### AUSGEWÄHLTER TEXT
⟨

Parlamentswahl in Iran: Das grüne Scheitern

Heute wird im Iran ein neues Parlament gewählt. Von der Grünen Bewegung, die 2009 vier Monate lang demonstrierte, ist nicht mehr viel zu sehen.

2009 hatte die Grüne Bewegung große Hoffnung auf Veränderungen im Iran. Bild: reuters

BERLIN taz | Um die Grüne Bewegung im Iran ist es still geworden. Sie, die als Vorläufer der Rebellionen in den arabischen Staaten gilt, hatte sich 2009 zur Präsidentschaftswahl formiert. Zur Parlamentswahl am Freitag ruft die Opposition zum Boykott auf, Proteste wie 2009 gibt es nicht. Millionen Menschen, insbesondere Jugendliche, hatten die Wahl damals als Chance für eine freiere und offenere Gesellschaft wahrgenommen und sich aktiv und fantasievoll am Wahlkampf für die Kandidaten der Reformer Mir Hossein Mussawi und Mehdi Karrubi beteiligt.

Alles deutete auf Sieg. Doch durch eklatanten Wahlbetrug setzte sich nicht der Wille der Mehrheit, sondern der der konservativen Machthaber durch.

Das Volk reagierte mit landesweiten Massenprotesten. „Gebt mir meine Stimme zurück“, riefen die Demonstranten. Die ultrakonservativen Machthaber reagierten mit aller Härte. Tausende Oppositionelle wurden verhaftet. Viele wurden mit Folter zu Geständnissen gezwungen und in Schauprozessen zu langjährigen Gefängnisstrafen verurteilt.

Vier Monate lang leisteten die Protestierenden Widerstand. Doch am Ende gelang es dem Regime, sie enttäuscht und resigniert von den Straßen zu vertreiben.

Zu wenig Unterstützung

Das brutale Vorgehen gegen Andersdenkende erinnerte an die ersten Jahren der Revolution, als es den neuen Machthabern darum ging, sämtliche Oppositionelle, Linke, Liberale, Nationalisten zu liquidieren. Warum die Opposition im Sommer 2009 nicht länger Widerstand leisten konnte, auch trotz der massiven Gewalt, bleibt die Frage.

⟩

### EXTRAHIERTE EINTRÄGE
⟨

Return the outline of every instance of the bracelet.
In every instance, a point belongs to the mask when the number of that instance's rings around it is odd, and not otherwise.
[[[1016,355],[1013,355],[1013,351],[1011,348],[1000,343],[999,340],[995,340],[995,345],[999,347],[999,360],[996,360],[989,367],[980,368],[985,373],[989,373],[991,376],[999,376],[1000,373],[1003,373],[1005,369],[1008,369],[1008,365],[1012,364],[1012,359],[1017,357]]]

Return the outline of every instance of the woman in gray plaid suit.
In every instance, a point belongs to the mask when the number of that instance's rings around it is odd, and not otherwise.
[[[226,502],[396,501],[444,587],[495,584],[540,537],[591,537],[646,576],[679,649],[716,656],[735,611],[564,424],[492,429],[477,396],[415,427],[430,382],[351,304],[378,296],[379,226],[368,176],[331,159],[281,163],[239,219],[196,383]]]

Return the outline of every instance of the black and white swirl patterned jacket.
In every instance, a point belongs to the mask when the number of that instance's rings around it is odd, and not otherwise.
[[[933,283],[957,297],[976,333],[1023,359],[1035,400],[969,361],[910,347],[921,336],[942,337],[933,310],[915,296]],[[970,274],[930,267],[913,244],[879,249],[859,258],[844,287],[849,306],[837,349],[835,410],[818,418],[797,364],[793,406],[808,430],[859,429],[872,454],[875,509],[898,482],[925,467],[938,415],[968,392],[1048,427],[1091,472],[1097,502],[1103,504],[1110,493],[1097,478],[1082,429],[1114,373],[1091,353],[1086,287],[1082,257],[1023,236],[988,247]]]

⟩
⟨

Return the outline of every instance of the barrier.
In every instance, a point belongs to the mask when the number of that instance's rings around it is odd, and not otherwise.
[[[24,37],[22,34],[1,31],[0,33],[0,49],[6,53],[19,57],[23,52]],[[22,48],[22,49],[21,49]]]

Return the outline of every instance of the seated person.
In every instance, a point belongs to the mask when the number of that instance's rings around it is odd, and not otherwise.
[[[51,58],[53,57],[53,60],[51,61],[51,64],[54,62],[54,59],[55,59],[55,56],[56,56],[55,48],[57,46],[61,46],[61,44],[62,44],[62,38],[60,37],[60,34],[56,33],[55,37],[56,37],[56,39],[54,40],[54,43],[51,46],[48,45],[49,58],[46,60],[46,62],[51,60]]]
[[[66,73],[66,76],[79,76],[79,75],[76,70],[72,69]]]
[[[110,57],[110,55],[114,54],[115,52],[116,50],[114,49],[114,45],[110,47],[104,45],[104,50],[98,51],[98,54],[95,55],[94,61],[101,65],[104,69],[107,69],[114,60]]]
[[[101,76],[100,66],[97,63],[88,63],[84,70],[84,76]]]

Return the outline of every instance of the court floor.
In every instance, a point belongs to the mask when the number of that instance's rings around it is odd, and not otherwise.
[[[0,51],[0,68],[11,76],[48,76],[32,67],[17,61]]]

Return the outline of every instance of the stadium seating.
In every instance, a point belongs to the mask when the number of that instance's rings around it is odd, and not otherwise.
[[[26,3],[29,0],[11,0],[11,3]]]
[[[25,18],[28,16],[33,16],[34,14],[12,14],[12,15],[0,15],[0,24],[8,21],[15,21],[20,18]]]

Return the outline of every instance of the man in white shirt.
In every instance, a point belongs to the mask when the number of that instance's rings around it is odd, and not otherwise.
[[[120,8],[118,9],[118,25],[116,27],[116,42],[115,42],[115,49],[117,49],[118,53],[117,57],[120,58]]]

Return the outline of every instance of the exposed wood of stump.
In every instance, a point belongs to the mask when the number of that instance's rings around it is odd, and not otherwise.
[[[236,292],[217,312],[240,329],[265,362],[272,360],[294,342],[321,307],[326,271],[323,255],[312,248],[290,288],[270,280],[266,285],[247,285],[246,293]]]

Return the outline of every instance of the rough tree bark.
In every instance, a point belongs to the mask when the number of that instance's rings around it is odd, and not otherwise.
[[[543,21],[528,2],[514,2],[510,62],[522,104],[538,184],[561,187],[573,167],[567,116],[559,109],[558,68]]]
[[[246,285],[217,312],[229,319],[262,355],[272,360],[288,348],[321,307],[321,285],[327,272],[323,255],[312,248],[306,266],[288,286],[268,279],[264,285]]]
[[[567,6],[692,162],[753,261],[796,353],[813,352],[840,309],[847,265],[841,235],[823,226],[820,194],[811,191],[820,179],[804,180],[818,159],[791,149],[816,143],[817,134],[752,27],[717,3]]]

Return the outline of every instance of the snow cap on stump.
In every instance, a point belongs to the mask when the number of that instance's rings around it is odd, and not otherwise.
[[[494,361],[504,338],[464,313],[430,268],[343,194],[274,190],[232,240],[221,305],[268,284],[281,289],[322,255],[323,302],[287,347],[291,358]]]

⟩
⟨

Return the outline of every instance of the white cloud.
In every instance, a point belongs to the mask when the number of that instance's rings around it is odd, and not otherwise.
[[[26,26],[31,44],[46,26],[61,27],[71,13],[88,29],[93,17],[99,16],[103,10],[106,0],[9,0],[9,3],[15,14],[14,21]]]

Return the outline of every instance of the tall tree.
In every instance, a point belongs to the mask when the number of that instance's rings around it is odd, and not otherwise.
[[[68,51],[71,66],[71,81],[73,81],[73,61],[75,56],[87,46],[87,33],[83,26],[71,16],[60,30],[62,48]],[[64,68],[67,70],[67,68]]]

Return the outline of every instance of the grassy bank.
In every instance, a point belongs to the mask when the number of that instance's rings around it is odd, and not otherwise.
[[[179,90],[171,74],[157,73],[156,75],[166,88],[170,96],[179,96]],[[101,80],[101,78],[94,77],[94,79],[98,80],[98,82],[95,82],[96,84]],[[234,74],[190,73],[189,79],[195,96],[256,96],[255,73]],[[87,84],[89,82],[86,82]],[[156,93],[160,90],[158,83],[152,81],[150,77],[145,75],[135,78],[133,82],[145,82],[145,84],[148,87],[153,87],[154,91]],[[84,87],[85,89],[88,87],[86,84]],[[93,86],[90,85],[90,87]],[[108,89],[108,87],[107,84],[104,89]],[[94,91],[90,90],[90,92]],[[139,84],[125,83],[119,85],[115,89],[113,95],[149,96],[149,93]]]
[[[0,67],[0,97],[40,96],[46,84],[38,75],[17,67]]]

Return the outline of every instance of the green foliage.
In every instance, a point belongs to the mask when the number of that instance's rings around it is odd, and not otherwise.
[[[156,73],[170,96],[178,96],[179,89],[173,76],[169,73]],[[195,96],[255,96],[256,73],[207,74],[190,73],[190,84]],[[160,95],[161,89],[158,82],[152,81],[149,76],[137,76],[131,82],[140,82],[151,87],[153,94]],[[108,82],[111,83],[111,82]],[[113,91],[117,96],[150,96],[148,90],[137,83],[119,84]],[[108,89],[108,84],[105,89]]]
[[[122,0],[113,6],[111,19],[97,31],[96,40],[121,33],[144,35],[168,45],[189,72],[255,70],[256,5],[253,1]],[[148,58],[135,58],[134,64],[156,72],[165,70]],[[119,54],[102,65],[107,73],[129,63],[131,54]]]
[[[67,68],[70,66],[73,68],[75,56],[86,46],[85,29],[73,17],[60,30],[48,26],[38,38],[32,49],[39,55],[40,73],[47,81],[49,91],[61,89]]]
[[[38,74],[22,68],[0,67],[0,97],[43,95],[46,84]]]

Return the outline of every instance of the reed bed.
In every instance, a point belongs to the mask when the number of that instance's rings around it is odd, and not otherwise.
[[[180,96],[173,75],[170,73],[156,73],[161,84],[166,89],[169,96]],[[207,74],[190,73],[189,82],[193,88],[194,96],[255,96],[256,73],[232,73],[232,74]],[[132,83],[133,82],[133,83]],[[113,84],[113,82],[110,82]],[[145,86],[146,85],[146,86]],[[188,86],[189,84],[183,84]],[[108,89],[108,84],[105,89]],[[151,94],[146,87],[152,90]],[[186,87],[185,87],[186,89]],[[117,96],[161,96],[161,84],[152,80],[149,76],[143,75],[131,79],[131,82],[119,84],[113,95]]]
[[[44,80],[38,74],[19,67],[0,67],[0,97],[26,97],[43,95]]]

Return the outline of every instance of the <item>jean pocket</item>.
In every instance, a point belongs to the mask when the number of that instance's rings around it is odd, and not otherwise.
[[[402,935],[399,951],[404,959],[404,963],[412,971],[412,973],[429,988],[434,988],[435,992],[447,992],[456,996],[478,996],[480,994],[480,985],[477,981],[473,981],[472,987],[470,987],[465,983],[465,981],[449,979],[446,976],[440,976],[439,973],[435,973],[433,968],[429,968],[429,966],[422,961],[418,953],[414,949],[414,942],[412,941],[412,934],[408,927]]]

⟩

### AUFGABE
Schreibe den Artikel über die Grüne Bewegung im Iran im Anschluss an seinen letzten Satz weiter.

### ENDGÜLTIGE ANTWORT
Zum einen lag es wohl daran, dass die Bewegung wenig Unterstützung aus dem Ausland erhielt. Zwar machten die Proteste über Wochen weltweit Schlagzeilen. Aber es gab, abgesehen von verbalen Protesten einiger Regierungen, keinen Versuch, das Regime in Teheran unter Druck zu setzen. Im Gegenteil, als die Bewegung im September 2009 einen Höhepunkt erreicht hatte, lenkten die westlichen Staaten die Aufmerksamkeit wieder auf den Streit über das iranische Atomprogramm.

Die wichtigeren Gründe für das Scheitern lagen jedoch bei der Opposition selbst. Sie war heterogen. Es gab keine gemeinsamen Ziele, kein einheitliches Programm. Linke, Laizisten, Demokraten strebten einen Regimewechsel an. Das islamische Lager hatte jedoch eine Liberalisierung des bestehenden islamischen Staats zum Ziel. Die beiden führenden Politiker Mussawi und Karrubi betonten immer wieder ihre Treue zu der Verfassung der Islamischen Republik.

Ein großer Teil der Bewegung bestand aber auch aus Jugendlichen, die ohne bestimmte politische Vorstellungen einfach eine andere Gesellschaft verlangten, in der sie sich frei entfalten konnten. Es war wohl vorauszusehen, dass allein die gemeinsame Forderung nach der Annullierung der Wahl für einen längeren Zusammenhalt nicht ausreichen würde.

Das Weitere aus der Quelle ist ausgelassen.